This Chancellor has very little room for manoeuvre. His predecessors were able to hand out sweeteners, particularly in pre-election budgets. George Osbourne, however, is between a rock and a hard place.

He can spend public money on stimulating the economy, increasing the cost of UK borrowing to eye-watering levels and risking a downgrade in our AAA credit rating. Or he can maintain a determined course, controlling public spending in the expectation that the economy will gradually recover.

But will it? The view of Chamber of Commerce members in Edinburgh is that recovery is underway, but it’s fragile and needs careful nourishment. In a period of austerity, we must create the conditions in which businesses can grow and recruit. The alternative would be a return to the “Boys from the Blackstuff” years of the 1980s, when entire communities were blighted by joblessness.

Our prescription is straightforward. Tackle the issues that are inhibiting business growth – freeze business rates, provide 100 per cent relief on capital allowance for business investment, double the value of the Youth Contract from £1 billion to £2bn, encourage entrepreneurship and reduce the regulation and red tape which stifles ambition.

Lots of initiatives are under way in Edinburgh to encourage business start ups and growth. Tackling the inhibitors to business growth will enable many more to accelerate recruitment and recovery.
+-------+
According to the budget commentary, what new value should the Youth Contract have? Please answer in one sentence. The lines that come after this text were taken from a separate source.
+-------+
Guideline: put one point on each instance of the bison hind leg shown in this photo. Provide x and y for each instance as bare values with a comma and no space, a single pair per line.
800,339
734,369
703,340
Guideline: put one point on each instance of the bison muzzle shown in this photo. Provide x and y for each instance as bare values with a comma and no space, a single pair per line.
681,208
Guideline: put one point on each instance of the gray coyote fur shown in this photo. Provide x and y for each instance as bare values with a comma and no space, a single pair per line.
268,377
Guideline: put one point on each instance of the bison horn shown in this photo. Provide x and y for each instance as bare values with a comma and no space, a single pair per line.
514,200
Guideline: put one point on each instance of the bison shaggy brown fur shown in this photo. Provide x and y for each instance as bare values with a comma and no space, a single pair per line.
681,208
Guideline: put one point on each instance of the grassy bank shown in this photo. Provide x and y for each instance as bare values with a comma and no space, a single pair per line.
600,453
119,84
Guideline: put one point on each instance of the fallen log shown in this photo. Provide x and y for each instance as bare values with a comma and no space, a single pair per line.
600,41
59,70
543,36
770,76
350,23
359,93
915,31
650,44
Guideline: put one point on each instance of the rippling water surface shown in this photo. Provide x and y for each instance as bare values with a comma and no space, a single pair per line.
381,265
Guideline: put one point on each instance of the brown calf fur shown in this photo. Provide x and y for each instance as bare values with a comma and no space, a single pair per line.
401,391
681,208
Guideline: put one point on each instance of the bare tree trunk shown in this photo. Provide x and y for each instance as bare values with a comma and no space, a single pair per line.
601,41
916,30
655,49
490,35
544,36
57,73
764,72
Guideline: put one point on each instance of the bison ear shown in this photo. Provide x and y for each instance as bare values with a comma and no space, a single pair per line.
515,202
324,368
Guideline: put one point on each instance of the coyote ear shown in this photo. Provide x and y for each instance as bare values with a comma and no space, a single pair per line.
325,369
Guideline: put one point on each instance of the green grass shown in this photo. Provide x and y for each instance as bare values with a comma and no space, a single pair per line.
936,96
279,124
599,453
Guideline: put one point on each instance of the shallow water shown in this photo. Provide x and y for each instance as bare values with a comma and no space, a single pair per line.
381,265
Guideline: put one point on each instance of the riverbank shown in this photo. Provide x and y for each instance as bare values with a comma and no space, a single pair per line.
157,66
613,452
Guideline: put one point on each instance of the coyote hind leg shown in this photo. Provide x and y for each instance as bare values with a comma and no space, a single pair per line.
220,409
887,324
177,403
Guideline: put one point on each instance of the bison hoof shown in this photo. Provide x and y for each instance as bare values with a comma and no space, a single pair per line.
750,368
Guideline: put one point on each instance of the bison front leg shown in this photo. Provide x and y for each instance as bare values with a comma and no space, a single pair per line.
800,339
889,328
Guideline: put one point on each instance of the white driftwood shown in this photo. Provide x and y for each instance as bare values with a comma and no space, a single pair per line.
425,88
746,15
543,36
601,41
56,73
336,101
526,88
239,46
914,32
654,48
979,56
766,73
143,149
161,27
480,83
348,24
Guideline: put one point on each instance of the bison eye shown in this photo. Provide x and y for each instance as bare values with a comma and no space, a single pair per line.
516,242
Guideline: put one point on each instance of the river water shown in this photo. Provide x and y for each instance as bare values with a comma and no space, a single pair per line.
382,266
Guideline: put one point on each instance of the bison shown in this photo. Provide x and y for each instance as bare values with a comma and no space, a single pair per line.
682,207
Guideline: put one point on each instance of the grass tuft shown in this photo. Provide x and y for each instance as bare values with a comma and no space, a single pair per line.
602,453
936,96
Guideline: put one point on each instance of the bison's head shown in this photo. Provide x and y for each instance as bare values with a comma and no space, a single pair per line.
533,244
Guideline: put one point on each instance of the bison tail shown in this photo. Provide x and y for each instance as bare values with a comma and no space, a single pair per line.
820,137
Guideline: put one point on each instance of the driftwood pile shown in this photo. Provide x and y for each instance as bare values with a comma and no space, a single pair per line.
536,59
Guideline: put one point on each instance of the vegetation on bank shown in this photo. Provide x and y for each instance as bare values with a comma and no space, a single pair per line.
+-------+
ANSWER BELOW: The Youth Contract should be doubled in value from £1 billion to £2bn.